Without copying any pictures, restate exactly the lines from the start of the records through the line containing "Spot the black".

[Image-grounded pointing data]
/---
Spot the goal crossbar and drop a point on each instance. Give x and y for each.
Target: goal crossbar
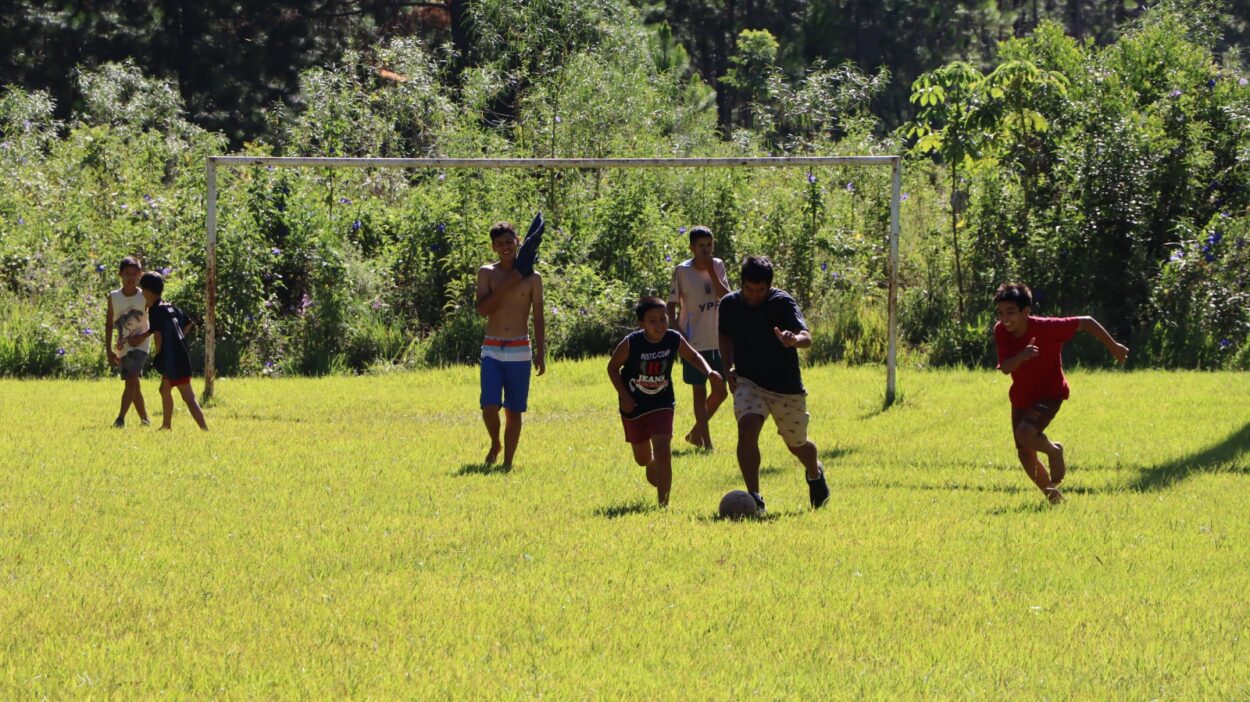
(213, 163)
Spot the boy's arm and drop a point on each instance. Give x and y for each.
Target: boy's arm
(614, 372)
(1089, 325)
(108, 335)
(726, 359)
(488, 299)
(539, 326)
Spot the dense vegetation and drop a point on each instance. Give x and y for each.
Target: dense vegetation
(1108, 171)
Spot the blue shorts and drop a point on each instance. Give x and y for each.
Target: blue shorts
(691, 374)
(505, 382)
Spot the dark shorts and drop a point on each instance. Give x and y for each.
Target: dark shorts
(640, 430)
(691, 374)
(1040, 414)
(131, 365)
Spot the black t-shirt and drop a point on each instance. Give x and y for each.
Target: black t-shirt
(174, 361)
(758, 355)
(648, 372)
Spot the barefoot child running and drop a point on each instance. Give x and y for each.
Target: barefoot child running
(641, 372)
(1030, 350)
(170, 326)
(698, 285)
(128, 316)
(508, 292)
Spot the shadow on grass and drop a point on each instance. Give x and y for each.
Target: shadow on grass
(483, 470)
(616, 510)
(1219, 457)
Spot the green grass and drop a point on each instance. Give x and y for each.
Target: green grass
(336, 537)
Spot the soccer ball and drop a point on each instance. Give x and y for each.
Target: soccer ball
(738, 505)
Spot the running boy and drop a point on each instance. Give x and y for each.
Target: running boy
\---
## Solution for this task:
Spot the goal crossbar and drop a point on each instance. Give x and y for each.
Target: goal crossbar
(213, 163)
Spot the boy's arm and drop a point on each instance. Give x and y for each.
Target: boy's arm
(614, 372)
(1089, 325)
(108, 335)
(726, 359)
(488, 299)
(539, 326)
Spot the dense vegetation and drop a point on each instance. Give x and y for each.
Target: dense vegetation
(1108, 171)
Spot the blue shorts and drop a point on each instance. Give x and y for each.
Target: blue shorts
(691, 374)
(505, 382)
Spot the dark shorts and drop a point on each instance. Give x and y for each.
Target: dark shorts
(640, 430)
(691, 374)
(1040, 414)
(131, 365)
Spot the black t-shirt and drop a point on each instance. Give x and y for each.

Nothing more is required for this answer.